## WORK TO BE COMPLETED
Copy the rows unchanged, starting at the line that contains "544L0 577V1070L1910 1080ZM966" and ending at the last line of the rows, with both ends included.
:::
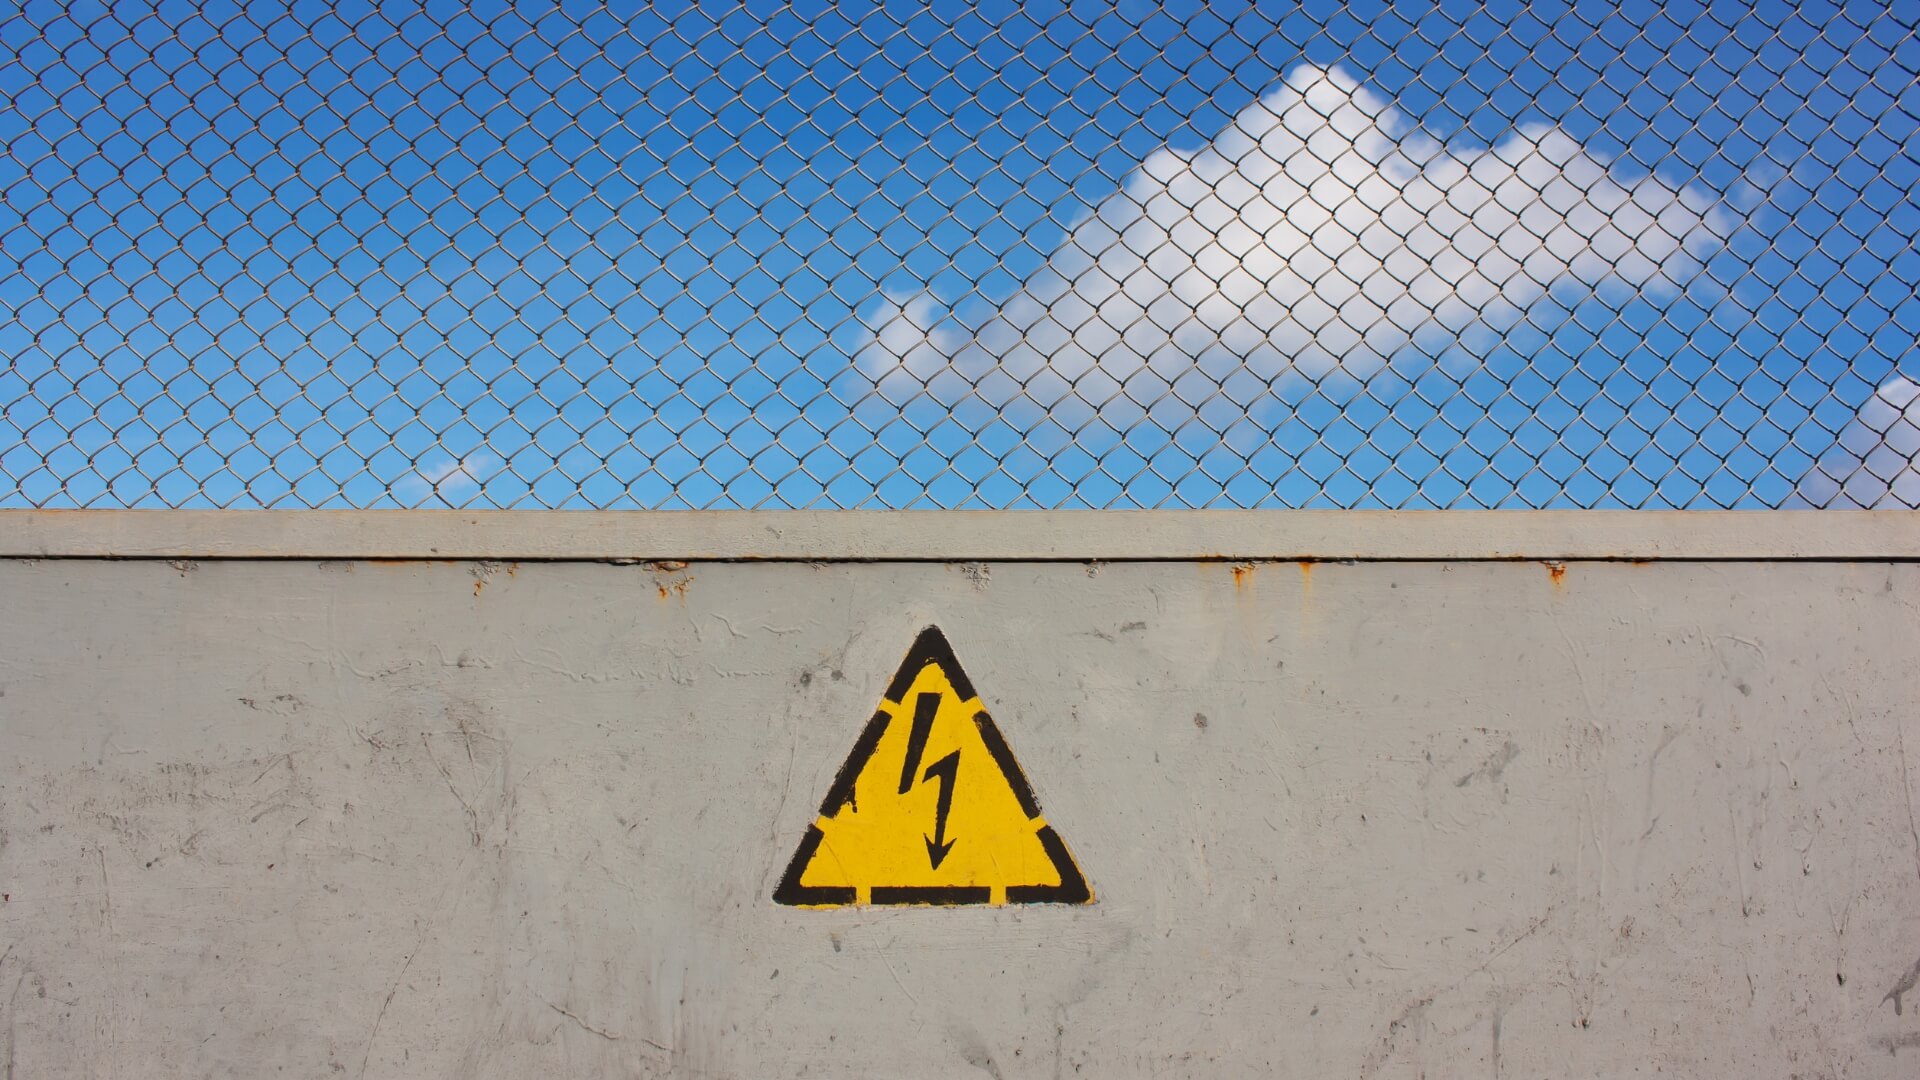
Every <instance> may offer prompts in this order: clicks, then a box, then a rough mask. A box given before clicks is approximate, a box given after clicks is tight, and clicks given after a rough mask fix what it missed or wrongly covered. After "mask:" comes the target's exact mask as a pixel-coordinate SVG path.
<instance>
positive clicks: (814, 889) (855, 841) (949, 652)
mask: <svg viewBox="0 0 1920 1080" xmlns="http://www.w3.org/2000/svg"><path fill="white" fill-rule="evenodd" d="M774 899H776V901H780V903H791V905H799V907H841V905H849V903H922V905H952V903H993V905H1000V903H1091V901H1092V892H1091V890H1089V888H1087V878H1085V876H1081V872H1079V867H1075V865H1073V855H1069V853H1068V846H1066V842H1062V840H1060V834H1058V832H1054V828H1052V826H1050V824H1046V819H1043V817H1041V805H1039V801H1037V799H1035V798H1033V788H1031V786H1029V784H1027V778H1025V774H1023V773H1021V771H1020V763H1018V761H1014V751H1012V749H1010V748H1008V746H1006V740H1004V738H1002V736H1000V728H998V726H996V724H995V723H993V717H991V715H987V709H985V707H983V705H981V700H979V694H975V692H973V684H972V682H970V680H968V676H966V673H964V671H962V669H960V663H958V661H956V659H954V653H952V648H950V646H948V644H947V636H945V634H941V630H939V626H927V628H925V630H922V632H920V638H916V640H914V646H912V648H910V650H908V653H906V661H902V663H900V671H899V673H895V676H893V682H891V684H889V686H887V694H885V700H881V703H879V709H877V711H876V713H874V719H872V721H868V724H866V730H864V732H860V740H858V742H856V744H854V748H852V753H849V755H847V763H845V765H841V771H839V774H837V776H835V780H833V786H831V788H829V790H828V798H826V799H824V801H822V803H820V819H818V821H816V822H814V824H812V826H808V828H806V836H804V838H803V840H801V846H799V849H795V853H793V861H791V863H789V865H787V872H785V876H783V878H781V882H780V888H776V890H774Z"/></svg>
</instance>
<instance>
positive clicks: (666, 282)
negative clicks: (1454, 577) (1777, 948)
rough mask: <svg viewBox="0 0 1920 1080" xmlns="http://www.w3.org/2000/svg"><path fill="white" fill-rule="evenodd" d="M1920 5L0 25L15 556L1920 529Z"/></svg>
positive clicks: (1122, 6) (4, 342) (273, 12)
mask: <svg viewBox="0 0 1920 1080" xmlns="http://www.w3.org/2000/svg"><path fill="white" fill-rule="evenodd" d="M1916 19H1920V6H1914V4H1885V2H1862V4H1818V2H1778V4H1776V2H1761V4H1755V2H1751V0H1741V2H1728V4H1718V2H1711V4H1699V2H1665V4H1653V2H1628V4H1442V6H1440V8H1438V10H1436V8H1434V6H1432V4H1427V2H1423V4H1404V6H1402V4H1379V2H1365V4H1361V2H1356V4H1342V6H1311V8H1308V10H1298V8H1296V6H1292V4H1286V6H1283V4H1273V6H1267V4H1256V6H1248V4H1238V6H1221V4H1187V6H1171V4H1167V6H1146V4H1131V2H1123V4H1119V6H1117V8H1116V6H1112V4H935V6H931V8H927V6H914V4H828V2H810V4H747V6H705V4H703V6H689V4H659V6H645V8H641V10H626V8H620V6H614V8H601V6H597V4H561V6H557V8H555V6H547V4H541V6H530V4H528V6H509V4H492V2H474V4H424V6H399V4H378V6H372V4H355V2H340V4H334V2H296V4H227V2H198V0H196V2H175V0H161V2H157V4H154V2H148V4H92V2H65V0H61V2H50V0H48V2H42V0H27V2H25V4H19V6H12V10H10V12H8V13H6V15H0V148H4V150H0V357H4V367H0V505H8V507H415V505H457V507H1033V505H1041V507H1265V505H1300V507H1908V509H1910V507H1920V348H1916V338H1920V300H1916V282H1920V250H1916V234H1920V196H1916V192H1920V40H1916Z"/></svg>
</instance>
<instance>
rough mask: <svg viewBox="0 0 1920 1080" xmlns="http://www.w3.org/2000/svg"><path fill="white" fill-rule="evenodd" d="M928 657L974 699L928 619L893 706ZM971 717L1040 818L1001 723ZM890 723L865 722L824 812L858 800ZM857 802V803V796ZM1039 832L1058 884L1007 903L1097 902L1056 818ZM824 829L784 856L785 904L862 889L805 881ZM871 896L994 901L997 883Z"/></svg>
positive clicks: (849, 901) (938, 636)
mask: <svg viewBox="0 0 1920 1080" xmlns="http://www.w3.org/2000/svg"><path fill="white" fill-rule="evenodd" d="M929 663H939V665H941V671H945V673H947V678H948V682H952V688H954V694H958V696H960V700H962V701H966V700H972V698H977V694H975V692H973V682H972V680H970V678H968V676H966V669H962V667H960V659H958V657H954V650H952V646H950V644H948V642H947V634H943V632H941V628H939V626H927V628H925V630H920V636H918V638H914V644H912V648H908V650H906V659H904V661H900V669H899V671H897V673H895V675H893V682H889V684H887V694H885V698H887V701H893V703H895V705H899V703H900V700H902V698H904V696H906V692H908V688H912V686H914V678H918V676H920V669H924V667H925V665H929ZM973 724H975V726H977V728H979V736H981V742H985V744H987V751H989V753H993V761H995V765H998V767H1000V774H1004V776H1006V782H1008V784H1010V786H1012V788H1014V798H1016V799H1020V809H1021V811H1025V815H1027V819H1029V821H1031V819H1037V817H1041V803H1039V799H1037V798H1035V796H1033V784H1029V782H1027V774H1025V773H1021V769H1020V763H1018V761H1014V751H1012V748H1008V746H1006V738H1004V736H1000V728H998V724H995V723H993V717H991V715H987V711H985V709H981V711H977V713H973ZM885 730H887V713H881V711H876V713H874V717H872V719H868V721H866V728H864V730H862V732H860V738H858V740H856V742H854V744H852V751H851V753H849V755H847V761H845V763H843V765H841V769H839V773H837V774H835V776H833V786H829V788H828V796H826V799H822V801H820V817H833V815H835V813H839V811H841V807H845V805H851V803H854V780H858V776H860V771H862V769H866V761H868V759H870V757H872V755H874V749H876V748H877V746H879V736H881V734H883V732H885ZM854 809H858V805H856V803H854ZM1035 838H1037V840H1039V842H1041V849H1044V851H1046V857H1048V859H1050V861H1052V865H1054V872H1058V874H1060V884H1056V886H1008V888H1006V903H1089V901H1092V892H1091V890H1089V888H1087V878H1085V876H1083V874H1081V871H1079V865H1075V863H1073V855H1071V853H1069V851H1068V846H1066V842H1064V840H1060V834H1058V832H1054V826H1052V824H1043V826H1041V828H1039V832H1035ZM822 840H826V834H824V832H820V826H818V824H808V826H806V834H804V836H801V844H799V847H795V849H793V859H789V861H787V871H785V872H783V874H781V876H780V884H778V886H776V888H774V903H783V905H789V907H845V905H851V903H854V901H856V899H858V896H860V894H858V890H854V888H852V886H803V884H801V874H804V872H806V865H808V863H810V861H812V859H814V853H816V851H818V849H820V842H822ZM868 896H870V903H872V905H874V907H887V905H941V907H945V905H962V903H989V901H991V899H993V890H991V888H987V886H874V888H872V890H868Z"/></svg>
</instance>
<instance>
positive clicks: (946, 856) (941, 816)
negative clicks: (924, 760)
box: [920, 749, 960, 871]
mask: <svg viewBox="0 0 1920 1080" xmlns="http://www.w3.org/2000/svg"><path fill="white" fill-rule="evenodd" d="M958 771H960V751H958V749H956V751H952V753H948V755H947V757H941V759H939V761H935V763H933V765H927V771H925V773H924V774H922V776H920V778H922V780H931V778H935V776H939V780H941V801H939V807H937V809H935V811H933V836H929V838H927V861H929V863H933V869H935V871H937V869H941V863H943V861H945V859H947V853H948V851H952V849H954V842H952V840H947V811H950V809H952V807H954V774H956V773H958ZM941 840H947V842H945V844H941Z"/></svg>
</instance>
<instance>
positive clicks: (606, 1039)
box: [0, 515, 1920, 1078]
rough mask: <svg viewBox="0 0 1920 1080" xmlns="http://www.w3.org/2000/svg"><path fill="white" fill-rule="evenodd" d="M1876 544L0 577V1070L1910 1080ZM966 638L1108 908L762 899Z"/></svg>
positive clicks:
:::
## EXPECTED OUTPUT
rough mask: <svg viewBox="0 0 1920 1080" xmlns="http://www.w3.org/2000/svg"><path fill="white" fill-rule="evenodd" d="M1876 544L0 577V1070L1910 1080ZM966 638L1108 908L762 899Z"/></svg>
positive clicks:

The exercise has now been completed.